====== Excerpt provided
Abstract
I consider some hitherto unexplored examples of teleological language in the sciences. In explicating these examples, I aim to show (a) that such language is not the sole preserve of the biological sciences, and (b) that not all such talk is reducible to the ascription of functions. In chemistry and biochemistry, scientists explaining molecular rearrangements and protein folding talk informally of molecules rearranging “in order to” maximize stability. Evolutionary biologists, meanwhile, often speak of traits evolving “in order to” optimize some fitness-relevant variable. I argue that in all three contexts such locutions are best interpreted as shorthands for more detailed explanations which, were we to spell them out in full, would show that the relevant process would robustly converge towards the same end-point despite variation in initial conditions. This suggests that, in biology, such talk presupposes a substantial form of adaptationism. The upshot is that such shorthands may be more applicable in the physical sciences than the biological.
============
====== Exercise data
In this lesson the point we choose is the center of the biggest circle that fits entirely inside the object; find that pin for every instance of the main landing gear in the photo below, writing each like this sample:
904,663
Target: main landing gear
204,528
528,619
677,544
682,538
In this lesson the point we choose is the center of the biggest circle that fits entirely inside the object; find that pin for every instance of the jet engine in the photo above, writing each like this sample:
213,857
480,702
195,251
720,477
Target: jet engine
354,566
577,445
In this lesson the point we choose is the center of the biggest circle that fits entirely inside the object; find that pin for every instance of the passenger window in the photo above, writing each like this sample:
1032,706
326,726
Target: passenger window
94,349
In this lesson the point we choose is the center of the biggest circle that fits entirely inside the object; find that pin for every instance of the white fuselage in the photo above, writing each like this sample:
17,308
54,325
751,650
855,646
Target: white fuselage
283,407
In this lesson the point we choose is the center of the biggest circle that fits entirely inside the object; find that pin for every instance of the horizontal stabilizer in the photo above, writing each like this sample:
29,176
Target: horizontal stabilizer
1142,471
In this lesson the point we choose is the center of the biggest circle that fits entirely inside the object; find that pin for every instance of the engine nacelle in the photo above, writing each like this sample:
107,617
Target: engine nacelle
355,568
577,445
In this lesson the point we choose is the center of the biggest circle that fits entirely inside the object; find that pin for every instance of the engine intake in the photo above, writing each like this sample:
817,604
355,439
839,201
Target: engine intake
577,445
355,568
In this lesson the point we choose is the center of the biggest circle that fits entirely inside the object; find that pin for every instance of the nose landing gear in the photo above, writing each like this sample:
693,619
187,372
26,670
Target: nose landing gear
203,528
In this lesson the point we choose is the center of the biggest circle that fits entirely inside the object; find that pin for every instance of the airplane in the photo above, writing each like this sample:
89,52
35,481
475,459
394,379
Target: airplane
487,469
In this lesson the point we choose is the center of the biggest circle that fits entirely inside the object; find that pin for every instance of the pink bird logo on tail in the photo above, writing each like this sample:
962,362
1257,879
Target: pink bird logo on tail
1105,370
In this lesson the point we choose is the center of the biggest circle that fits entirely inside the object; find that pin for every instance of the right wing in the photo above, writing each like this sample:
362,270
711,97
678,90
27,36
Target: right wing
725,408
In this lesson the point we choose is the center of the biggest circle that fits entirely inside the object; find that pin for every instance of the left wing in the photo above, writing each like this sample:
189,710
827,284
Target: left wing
============
Required work →
(1) According to the abstract, in what three contexts do scientists use "in order to" language?
(2) Decide whether each statement agrees with the abstract. Answer yes or no, and quote the words that decide it.
(a) The author treats "in order to" phrasing as shorthand for fuller explanations.
(b) The author holds that all teleological talk can be reduced to ascribing functions.
(c) The author concludes that such shorthands may apply more readily in biology than in the physical sciences.
These records were taken from a separate source.

Answers for the tasks →
(1)
1. Molecular rearrangements in chemistry, described as molecules rearranging "in order to" maximize stability
2. Protein folding in biochemistry
3. The evolution of traits, described as traits evolving "in order to" optimize some fitness-relevant variable

(2)
(a) Yes: "such locutions are best interpreted as shorthands for more detailed explanations"
(b) No: "not all such talk is reducible to the ascription of functions"
(c) No: "such shorthands may be more applicable in the physical sciences than the biological"